---------- TEXTAUSZUG ----------

Bild: Der designierte Regierungschef Enda Kenny dürfte in seiner Amtszeit nich…
DUBLIN taz | Neun Tage nach den Parlamentswahlen in Irland haben sich die
Wahlgewinner auf einen Koalitionsvertrag geeinigt. Die rechtskonservative
Partei Fine Gael, die mit 76 Sitzen die absolute Mehrheit verfehlte, musste
die 37 Abgeordneten der Labour Party mit ins Boot nehmen. Es ist die siebte
Auflage dieser Koalition. Diesmal verfügt sie über die größte
Parlamentsmehrheit in der irischen Geschichte.
Sie erbt ein Land, das in einem erbärmlichen Zustand ist: steigende Steuern
und sinkende Löhne, eine Arbeitslosigkeit von fast 14 Prozent, sodass jede
Woche tausend Iren auswandern. 75.000 Menschen können ihre Hypotheken nicht
mehr bedienen, jede Woche nehmen sich zehn Iren das Leben. Die Schuldigen
an der Misere haben die Wähler in der alten Koalition aus Fianna Fáil und
den Grünen ausgemacht. Die ließen lieber die Nation als die Banken
pleitegehen. Fianna Fáil fuhr deshalb mit 20 Mandaten das schlechteste
Ergebnis seit der Parteigründung ein, die Grünen verloren ihre sechs
Abgeordneten und spielen in der irischen Politik vorerst keine Rolle mehr.
Doch mit dem Regierungswechsel geht kein Richtungswechsel einher. Es ist
wie das Umstellen der Liegestühle auf der "Titanic".

----------

SCHRIFTLICHER AUFTRAG A: Schreiben Sie aus dem Textauszug die Passage von „Sie erbt ein“ bis einschließlich „keine Rolle mehr.“ wortgetreu ab.

---------- ÜBUNGSMATERIAL ----------

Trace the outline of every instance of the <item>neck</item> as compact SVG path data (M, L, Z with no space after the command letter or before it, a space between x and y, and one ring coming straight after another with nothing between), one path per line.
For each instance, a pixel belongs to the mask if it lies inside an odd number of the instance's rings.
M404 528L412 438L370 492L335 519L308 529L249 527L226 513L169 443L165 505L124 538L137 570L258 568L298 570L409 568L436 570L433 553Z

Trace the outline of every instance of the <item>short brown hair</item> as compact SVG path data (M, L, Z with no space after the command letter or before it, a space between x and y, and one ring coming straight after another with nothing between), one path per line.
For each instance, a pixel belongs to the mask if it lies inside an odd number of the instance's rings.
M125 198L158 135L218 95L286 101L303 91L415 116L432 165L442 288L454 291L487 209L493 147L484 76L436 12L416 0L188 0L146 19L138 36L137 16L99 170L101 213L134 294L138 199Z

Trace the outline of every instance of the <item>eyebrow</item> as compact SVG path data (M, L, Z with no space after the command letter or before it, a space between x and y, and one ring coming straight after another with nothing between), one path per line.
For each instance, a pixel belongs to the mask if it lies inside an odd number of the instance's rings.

----------

SCHRIFTLICHER AUFTRAG B: Wiederholen Sie sämtliche Datensätze, die oben auf den Textauszug folgen, vollständig und ohne jede Abweichung.

ANTWORT A:
Sie erbt ein Land, das in einem erbärmlichen Zustand ist: steigende Steuern
und sinkende Löhne, eine Arbeitslosigkeit von fast 14 Prozent, sodass jede
Woche tausend Iren auswandern. 75.000 Menschen können ihre Hypotheken nicht
mehr bedienen, jede Woche nehmen sich zehn Iren das Leben. Die Schuldigen
an der Misere haben die Wähler in der alten Koalition aus Fianna Fáil und
den Grünen ausgemacht. Die ließen lieber die Nation als die Banken
pleitegehen. Fianna Fáil fuhr deshalb mit 20 Mandaten das schlechteste
Ergebnis seit der Parteigründung ein, die Grünen verloren ihre sechs
Abgeordneten und spielen in der irischen Politik vorerst keine Rolle mehr.

ANTWORT B:
Trace the outline of every instance of the <item>neck</item> as compact SVG path data (M, L, Z with no space after the command letter or before it, a space between x and y, and one ring coming straight after another with nothing between), one path per line.
For each instance, a pixel belongs to the mask if it lies inside an odd number of the instance's rings.
M404 528L412 438L370 492L335 519L308 529L249 527L226 513L169 443L165 505L124 538L137 570L258 568L298 570L409 568L436 570L433 553Z

Trace the outline of every instance of the <item>short brown hair</item> as compact SVG path data (M, L, Z with no space after the command letter or before it, a space between x and y, and one ring coming straight after another with nothing between), one path per line.
For each instance, a pixel belongs to the mask if it lies inside an odd number of the instance's rings.
M125 198L158 135L218 95L286 101L303 91L415 116L432 165L442 288L454 291L487 209L493 147L484 76L436 12L416 0L188 0L146 19L138 36L137 16L99 170L101 213L134 294L138 199Z

Trace the outline of every instance of the <item>eyebrow</item> as compact SVG path data (M, L, Z with no space after the command letter or before it, a space between x and y, and one ring coming straight after another with nothing between), one path per line.
For each instance, a pixel belongs to the mask if it lies inside an odd number of the instance's rings.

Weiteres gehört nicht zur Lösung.